** Raw data follows **

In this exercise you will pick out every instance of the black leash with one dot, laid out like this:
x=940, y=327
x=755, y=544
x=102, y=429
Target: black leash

** End of Raw data **

◆ What the task requires ◆
All records are to be retyped exactly. None may be omitted.

◆ Solution below ◆
In this exercise you will pick out every instance of the black leash with one dot, laid out like this:
x=940, y=327
x=755, y=544
x=102, y=429
Target: black leash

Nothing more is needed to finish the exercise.